SET PROBLEM 1:
In the predictive policing article, write out the passage between "The technology can" and "there, McPhail says.", inclusive.
SET PROBLEM 2:
Answer these questions using the predictive policing article:
(a) How many new cameras does the department plan to install at the Golden 1 Center arena?
(b) For how many years did Rebecca Lonergan prosecute public corruption and national security cases for the United States Attorney's Office in Los Angeles?
(c) What position does Hamid Khan hold with the Stop LAPD Spying Coalition?
SET PROBLEM 3:
Carry on the predictive policing article, starting after its final sentence.

SOURCE DOCUMENT:
----------------
The idea is that consolidating information about criminal activity – from stalking complaints to potential lone wolf terrorist attacks – would make law enforcement more effective at investigating and perhaps preventing some incidents. The process would also promote accountability and transparency at a time of rising tension between police and the black community, providing evidence of both police and suspect behavior during tense encounters, proponents say.
But the technology raises big privacy issues. Already concerned about PODs, privacy advocates are troubled by the prospect of centralizing law-enforcement data, especially in a post-9/11 world where data is being shared more widely across federal, state, and local lines. The technology is already causing a populist backlash.
“The theory of policing has changed,” says Rebecca Lonergan, a University of Southern California law professor who spent 16 years prosecuting public corruption and national security cases for the United States Attorney’s Office in Los Angeles. “There’s an understanding now that we really need to centralize all of our information.”
Protection for large gatherings
McPhail is usually off on Fridays, but he clocked in the day after Micah Xavier Johnson shot and killed five police officers in Dallas last month.
That same day, McPhail explained how the city’s new crime center would help prevent future tragedies in large public gatherings. The department is planning to install 10 new cameras at the city’s Golden 1 Center arena. The crime center itself will have banks of state-of-the-art screens showing live, high-definition video feeds of major traffic and transportation sites, as well as trained personnel who can provide real-time information to officers in the field and use data analysis tools to interpret any data being collected.
“It’s not a replacement for old-fashioned police work,” McPhail says. But “this is kind of like a natural progression … of how we do business, the questions we would ask. It’s like the first bread crumb along a trail where at least our investigators know where to start looking.”
It's called predictive policing, and law enforcement agencies in other cities are already making it happen. In New York City, home to the oldest and arguably most sophisticated real-time crime center in the country, police can use surveillance and data analysis technology to identify suspected criminals or terrorists based on anything from a birthmark to a limp.
The idea is that people who have a record get their identifying marks loaded into a database. So if police need to identify someone they see, they can type in the visible characteristics and then get that person's name and information.
With terrorism, “it’s so hard to find those few [radicals] that really are serious about it,” says Professor Lonergan at USC. “The only way you find them is by doing the kind of data collection and data mining that we’re talking about.”
The technology can also be used for more routine policing, such as addressing stalking claims. If complainants have a license plate number and are able to give at least three places where they might have seen the stalker, the POD system can be queried to see if the vehicle was there, McPhail says.
“Now I might have a stronger case to substantiate a stalking claim in advance of something potentially much more serious happening to our victim," he says. "And it has been used to that effect.”
More policing not the answer?
For some privacy and civil liberties advocates, such predictive strategies in routine police work is a problem, not a solution.
“There’s a shift in the primary modality of policing, where it’s not just the old investigating methods being employed, but preemptive policing based on hunches,” says Hamid Khan, a coordinator with the Stop LAPD Spying Coalition, an alliance of community groups that aims to prevent undue surveillance of marginalized communities in Los Angeles. “It’s become part of a larger architecture of surveillance.”
----------------
INFORMATION SUPPLIED:
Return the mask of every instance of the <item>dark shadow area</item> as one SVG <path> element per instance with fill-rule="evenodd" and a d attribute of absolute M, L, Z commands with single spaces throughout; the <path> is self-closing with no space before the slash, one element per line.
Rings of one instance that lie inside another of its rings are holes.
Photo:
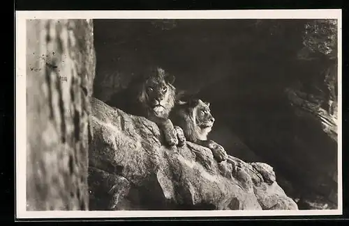
<path fill-rule="evenodd" d="M 336 26 L 305 19 L 94 20 L 94 97 L 149 65 L 211 102 L 211 138 L 273 166 L 299 209 L 337 202 Z"/>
----------------
RIGHT ANSWER 1:
The technology can also be used for more routine policing, such as addressing stalking claims. If complainants have a license plate number and are able to give at least three places where they might have seen the stalker, the POD system can be queried to see if the vehicle was there, McPhail says.

RIGHT ANSWER 2:
(a) 10
(b) 16 years
(c) Coordinator

RIGHT ANSWER 3:
He and other critics say that sort of predictive policing reinforces racial profiling and violates civil liberties, with little accountability on the part of the officers who employ such methods. Worse, the strategy fails to address the underlying reasons for which people often commit crimes.
“[T]he deepest flaw in the logic of predictive policing is the assumption that … what the model predicts is the need for policing, as opposed to the need for any other less coercive social tools to deal with the trauma of economic distress, family dislocation, mental illness, environmental stress and racial discrimination that often masquerade as criminal behavior,” writes Aderson Francois, a professor of law at Howard University in Washington, in an op-ed for The New York Times.
Law enforcement should stay out of the surveillance and data collection business, critics say – at least, until lawmakers are able to develop clear policies that regulate their use.
“Technology can be liberating or it can be a tool for control,” notes Shahid Buttar, director of grassroots advocacy at the Electronic Frontier Foundation (EFF), a civil liberties nonprofit based in San Francisco. Conscientiously developing and implementing policy to govern that technology and its use, he says, could spell the difference between the two.
Take body cameras, Mr. Buttar says. More police departments are adopting the devices, hailing them as a tool for improving transparency and accountability, and rebuilding trust in communities. Yet a recent report from the Brennan Center suggests that some departments continue to struggle with privacy concerns months after making body cameras a requirement for officers.
In Dallas, for example, officers don't need to inform residents they are recording as long as they are "in a private residence in an official capacity." And in Baltimore, homes are treated the same as any other property, though officers "have discretion not to record in 'sensitive circumstances,' " according to the report.
Some drivers are staging their own protests, snapping up anticamera license-plate covers, even sprays, that keep their plates visible but difficult to photograph.
New county law
A couple of interstates down from Sacramento, Santa Clara County passed an ordinance that tries to address these concerns. The first of its kind at the county level, it requires the sheriff's department and the district attorney’s office to inform the Board of Supervisors and the public before they purchase any new technology. They also have to lay out any privacy and due process implications of the devices, develop a set of policies that would regulate their use, and submit an annual report on the technology’s use to the board.
“This notion that we have to choose between public safety and privacy protection is wholly false,” says Joe Simitian, a county supervisor and former California state senator. “We can protect the public and respect their privacy and due process rights at the same time.”
Privacy advocates have praised the ordinance.
“What protects privacy is a straightforward explanation of what we’ve got, what we’re using, when we’re going to use it, and what the boundaries are,” says Tracy Rosenberg, executive director of Media Alliance, a nonprofit media group that aims to defend press freedom and civil rights. The Santa Clara County ordinance does just that, she says, and should be raised as a model for other local legislatures to look into.
Limiting the cameras
Standing at the corner of Fruitridge Road and Franklin Boulevard on a sunny July day, McPhail points to a traffic light, where three small, domed cameras jut out from a beige metal box marked with the logo of the Sacramento Police Department. Sacramento does not have anything in the books resembling Santa Clara County’s new ordinance, but McPhail points out that all three cameras face only the streets, avoiding even the businesses that line the two main roads.
The department also works closely with community leaders through its “Cops and Clergy” program, McPhail says.
And while he understands concerns over data collection – footage from the PODs is stored in a third-party database and is accessible to Sacramento police for up to two years – he says that for his city, at least, residents have little to worry about.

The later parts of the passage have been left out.